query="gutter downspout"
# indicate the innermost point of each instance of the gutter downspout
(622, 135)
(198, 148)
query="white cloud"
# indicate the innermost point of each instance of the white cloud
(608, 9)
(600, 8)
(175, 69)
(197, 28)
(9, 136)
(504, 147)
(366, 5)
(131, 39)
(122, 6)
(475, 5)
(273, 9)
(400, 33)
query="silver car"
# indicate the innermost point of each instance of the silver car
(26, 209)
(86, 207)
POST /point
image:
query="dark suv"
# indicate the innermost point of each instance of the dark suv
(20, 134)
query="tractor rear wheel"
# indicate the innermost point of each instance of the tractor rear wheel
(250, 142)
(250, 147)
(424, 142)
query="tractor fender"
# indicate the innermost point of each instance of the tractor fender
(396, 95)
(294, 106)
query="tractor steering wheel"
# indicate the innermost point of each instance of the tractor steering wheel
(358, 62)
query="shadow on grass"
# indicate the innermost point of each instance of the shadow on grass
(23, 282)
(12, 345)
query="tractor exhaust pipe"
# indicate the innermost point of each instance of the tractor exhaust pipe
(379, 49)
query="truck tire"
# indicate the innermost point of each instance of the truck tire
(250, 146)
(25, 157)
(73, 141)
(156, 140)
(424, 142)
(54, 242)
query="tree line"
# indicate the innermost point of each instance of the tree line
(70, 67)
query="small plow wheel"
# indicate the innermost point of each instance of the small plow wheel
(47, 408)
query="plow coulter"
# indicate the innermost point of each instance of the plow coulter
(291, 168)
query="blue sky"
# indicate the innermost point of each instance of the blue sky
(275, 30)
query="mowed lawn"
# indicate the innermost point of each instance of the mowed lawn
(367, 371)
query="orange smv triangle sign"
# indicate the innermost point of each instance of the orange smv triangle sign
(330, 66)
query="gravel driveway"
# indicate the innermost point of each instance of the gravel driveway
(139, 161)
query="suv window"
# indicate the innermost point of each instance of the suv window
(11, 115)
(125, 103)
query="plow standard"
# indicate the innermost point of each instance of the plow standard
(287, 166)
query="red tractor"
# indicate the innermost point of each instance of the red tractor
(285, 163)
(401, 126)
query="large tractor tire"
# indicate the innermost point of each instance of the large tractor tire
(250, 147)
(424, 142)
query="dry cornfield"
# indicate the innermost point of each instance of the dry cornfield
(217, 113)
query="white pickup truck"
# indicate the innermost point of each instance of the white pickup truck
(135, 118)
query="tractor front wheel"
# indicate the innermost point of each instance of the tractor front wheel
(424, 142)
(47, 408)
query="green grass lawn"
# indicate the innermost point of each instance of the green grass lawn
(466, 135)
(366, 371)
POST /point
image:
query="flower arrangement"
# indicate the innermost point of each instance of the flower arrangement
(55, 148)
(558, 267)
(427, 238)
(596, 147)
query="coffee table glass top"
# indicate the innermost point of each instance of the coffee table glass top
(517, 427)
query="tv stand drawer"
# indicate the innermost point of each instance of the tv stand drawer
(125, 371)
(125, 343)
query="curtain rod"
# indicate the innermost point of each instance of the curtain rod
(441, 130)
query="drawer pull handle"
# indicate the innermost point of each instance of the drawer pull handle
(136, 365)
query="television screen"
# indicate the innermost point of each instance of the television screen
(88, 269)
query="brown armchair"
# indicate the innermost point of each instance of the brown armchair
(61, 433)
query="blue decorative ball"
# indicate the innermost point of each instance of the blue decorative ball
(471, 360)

+ + + + + + +

__Task item__:
Each entry given above is to be duplicated exactly.

__Task solution__:
query="gutter downspout"
# indicate the innermost point of each instance of the gutter downspout
(622, 135)
(198, 148)
query="white cloud"
# indicate the innermost point of each instance of the white cloud
(608, 9)
(600, 8)
(175, 69)
(197, 28)
(9, 136)
(504, 147)
(366, 5)
(131, 39)
(122, 6)
(475, 5)
(273, 9)
(400, 33)
query="silver car"
# indicate the innermost point of each instance of the silver car
(26, 209)
(86, 207)
POST /point
image:
query="dark suv"
# indicate the innermost point of each instance of the dark suv
(20, 134)
query="tractor rear wheel"
# indicate the innermost point of each instance of the tractor rear wheel
(250, 142)
(250, 147)
(424, 142)
query="tractor fender"
# indicate the innermost point of each instance of the tractor fender
(396, 95)
(294, 106)
query="tractor steering wheel"
# indicate the innermost point of each instance of the tractor steering wheel
(358, 62)
query="shadow on grass"
# indicate the innermost point of each instance of the shadow on grass
(23, 282)
(12, 345)
query="tractor exhaust pipe"
# indicate the innermost point of each instance of the tractor exhaust pipe
(379, 49)
query="truck tire"
# indicate the innermost point of each instance of the truck tire
(250, 146)
(25, 157)
(73, 141)
(156, 140)
(424, 142)
(54, 242)
query="tree line"
# indicate the innermost point of each instance of the tree line
(70, 67)
query="small plow wheel"
# indicate the innermost point of each instance of the small plow wheel
(47, 408)
query="plow coulter"
# indicate the innermost point of each instance of the plow coulter
(291, 168)
query="blue sky"
# indicate the innermost point of each instance of the blue sky
(275, 30)
query="mowed lawn"
# indicate the innermost point of each instance of the mowed lawn
(367, 371)
query="orange smv triangle sign"
# indicate the innermost point of each instance of the orange smv triangle sign
(330, 66)
query="gravel driveway"
# indicate the innermost point of each instance of the gravel driveway
(139, 161)
query="suv window"
# indicate the innermost point of each instance of the suv window
(11, 115)
(125, 103)
query="plow standard"
# indicate the innermost point of each instance of the plow standard
(287, 166)
query="red tractor"
# indicate the innermost point of each instance of the red tractor
(285, 163)
(401, 126)
query="large tractor tire"
# indicate the innermost point of each instance of the large tractor tire
(250, 147)
(424, 142)
query="dry cornfield"
# indicate the innermost point of each instance of the dry cornfield
(217, 113)
query="white pickup truck"
# indicate the innermost point of each instance of the white pickup truck
(135, 118)
query="tractor front wheel"
# indicate the innermost point of each instance of the tractor front wheel
(424, 142)
(47, 408)
query="green grass lawn"
# indicate the innermost point of each instance of the green grass lawn
(466, 135)
(366, 371)
POST /point
image:
query="flower arrangement"
# indicate the innermost point of each instance of the flower arrangement
(55, 148)
(558, 267)
(427, 238)
(596, 147)
query="coffee table glass top"
# indicate the innermost point of each instance of the coffee table glass top
(517, 427)
query="tv stand drawer"
# indicate the innermost point of each instance of the tv stand drawer
(125, 371)
(125, 343)
query="curtain rod"
# indicate the innermost point of each instance of the curtain rod
(441, 130)
query="drawer pull handle"
# indicate the innermost point of each instance of the drawer pull handle
(136, 365)
query="television screen"
# indicate the innermost point of each instance of the television screen
(88, 269)
query="brown armchair"
# indicate the innermost point of each instance of the brown armchair
(61, 433)
query="blue decorative ball"
# indicate the innermost point of each instance of the blue decorative ball
(471, 360)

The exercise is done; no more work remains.